Wybrany fragment -
Ratpaw

Krótko jesteś na tym forum, to nie możesz wiedzieć, że jeden z forumowiczów dom pasywny wybudował.
Oczywiście, banda idiotów rzuciła się na niego udowadniając mu, ze jest wielbłądem.
Zirytował się i zabrał ze sobą wszystkie swije wpisy, jak z forum odszedł. Śladu po tym nie zostało.
Ja je pomiętam, bo dyskusja w trakcie budowy była ciekawa.
Ktoś liczył nawet straty ciepła domu przez przewodnictwo cieplne klamki drzwi wrjściowych!


Parę lat wstecz sporo osób starało się budować swoje domy w dużej części "tymi ręcami" dla podniesienia ich standardu i obnizenia kosztów budowy.
Wymieniali się pomysłami, opisywali realizacje.
To wtedy powstały wątki o buforze, o wentylacji, o GWC (kilku rodzajach), o akumulatorze ciepła, o solarach, o ziemiance, o lodowni i o wielu innych.

Zarejestrowane informacje -
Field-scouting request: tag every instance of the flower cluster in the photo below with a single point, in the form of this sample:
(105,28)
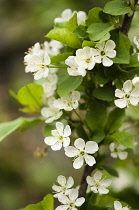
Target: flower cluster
(128,95)
(87,57)
(67,14)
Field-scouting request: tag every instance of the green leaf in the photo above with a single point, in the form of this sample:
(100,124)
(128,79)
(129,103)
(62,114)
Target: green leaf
(88,43)
(65,36)
(115,120)
(60,57)
(117,7)
(111,170)
(72,23)
(48,128)
(98,135)
(7,128)
(124,138)
(96,116)
(122,48)
(93,16)
(99,31)
(81,31)
(46,204)
(106,93)
(31,95)
(68,85)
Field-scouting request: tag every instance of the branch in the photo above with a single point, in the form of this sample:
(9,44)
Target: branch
(127,22)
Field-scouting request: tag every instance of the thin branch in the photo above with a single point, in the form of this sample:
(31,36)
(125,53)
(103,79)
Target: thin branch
(127,22)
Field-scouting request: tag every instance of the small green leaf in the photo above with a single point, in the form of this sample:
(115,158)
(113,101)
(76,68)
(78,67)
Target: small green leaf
(115,120)
(117,7)
(99,31)
(93,16)
(96,116)
(31,95)
(111,170)
(7,128)
(60,57)
(68,85)
(72,23)
(105,93)
(46,204)
(65,36)
(122,48)
(124,138)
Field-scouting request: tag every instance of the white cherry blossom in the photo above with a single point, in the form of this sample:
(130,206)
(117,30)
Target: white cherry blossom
(51,113)
(85,58)
(50,85)
(127,95)
(103,51)
(68,102)
(64,185)
(68,13)
(118,150)
(71,201)
(74,69)
(81,152)
(59,137)
(118,206)
(97,184)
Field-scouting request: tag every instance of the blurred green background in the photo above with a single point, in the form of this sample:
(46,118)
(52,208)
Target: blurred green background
(24,179)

Opis zadania -
Proszę przepisać część wpisu z forum, zaczynając od słów „Oczywiście, banda idiotów” i kończąc na słowach „o wielu innych.”, a przy tym zamienić „ziemiance” na „piwniczce”. Rekordy nie mają żadnego związku z wpisem z forum.

Rozwiązanie zadania -
Oczywiście, banda idiotów rzuciła się na niego udowadniając mu, ze jest wielbłądem.
Zirytował się i zabrał ze sobą wszystkie swije wpisy, jak z forum odszedł. Śladu po tym nie zostało.
Ja je pomiętam, bo dyskusja w trakcie budowy była ciekawa.
Ktoś liczył nawet straty ciepła domu przez przewodnictwo cieplne klamki drzwi wrjściowych!


Parę lat wstecz sporo osób starało się budować swoje domy w dużej części "tymi ręcami" dla podniesienia ich standardu i obnizenia kosztów budowy.
Wymieniali się pomysłami, opisywali realizacje.
To wtedy powstały wątki o buforze, o wentylacji, o GWC (kilku rodzajach), o akumulatorze ciepła, o solarach, o piwniczce, o lodowni i o wielu innych.